Selection:
Overview and Background
The Reckson Group, the predecessor to the Company (the "Predecessor"), was
engaged in the ownership, management, operation, leasing and development of
commercial real estate properties, principally office and industrial buildings,
and also owned certain undeveloped land located primarily on Long Island, New
York. On June 2, 1995, following completion of the Initial Public Offering (the
"IPO") and the related formation transactions, the Company owned or had an
interest in 72 properties (including one joint venture property) and succeeded
to the Reckson Group's real estate business.
The Company owns all of the interests in its real estate properties
through Reckson Operating Partnership, L.P. (the "Operating Partnership") or
Reckson FS Limited Partnership. At December 31, 1997, the Company owned 155
properties (the "Properties"), (including three joint venture properties)
encompassing approximately 13.6 million square feet. The Properties include 58
suburban office properties containing approximately 7.6 million square feet, 95
industrial properties containing approximately 6.0 million square feet and two
retail properties containing 20,000 square feet.
Since the IPO, the Company has acquired or contracted to acquire
approximately $804 million of Class A suburban office and industrial properties
encompassing approximately 10.7 million square feet located in the New York
City Tri-State Area of Long Island, Westchester, Southern Connecticut and
Northern New Jersey. In that regard, the Company has acquired 13 office
Properties and 32 industrial Properties encompassing approximately 2.1 and 2.5
million square feet, respectively, located on Long Island for an aggregate
purchase price of approximately $302 million. In February 1996, the Company
established its Westchester Division with the acquisition of an eight building
935,000 square foot Class A office portfolio and associated management and
construction operations for an aggregate purchase price of approximately $79
million. Since its initial investment in Westchester the Company has acquired
11 office properties encompassing approximately 1.4 million square feet and
three industrial properties encompassing approximately 163,000 square feet for
an aggregate purchase price of approximately $130.9 million. In October 1996,
the Company established its Southern Connecticut Division with the purchase of
Landmark Square, a six building office complex encompassing approximately
800,000 square feet located in Stamford, Connecticut for an aggregate purchase
price of approximately $77 million. Since its initial investment in Southern
Connecticut the Company has acquired one industrial property encompassing
452,414 square feet for a purchase price of approximately $27.0 million. In
May 1997, the Company acquired five Class A suburban office properties
encompassing approximately 496,000 square feet located in Northern New Jersey
for an aggregate purchase price of approximately $56.9 million and, in
connection with this acquisition, established its Northern New Jersey Division.

Supplied material:
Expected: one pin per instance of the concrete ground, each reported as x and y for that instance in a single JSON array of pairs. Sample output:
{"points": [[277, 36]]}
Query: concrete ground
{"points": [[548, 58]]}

What the exercise asks:
Render this sentence from the Reckson overview in Spanish: "The Company owns all of the interests in its real estate properties through Reckson Operating Partnership, L.P. (the "Operating Partnership") or Reckson FS Limited Partnership."

Written response:
La Compañía es propietaria de la totalidad de las participaciones en sus propiedades inmobiliarias a través de Reckson Operating Partnership, L.P. (la "Operating Partnership") o de Reckson FS Limited Partnership.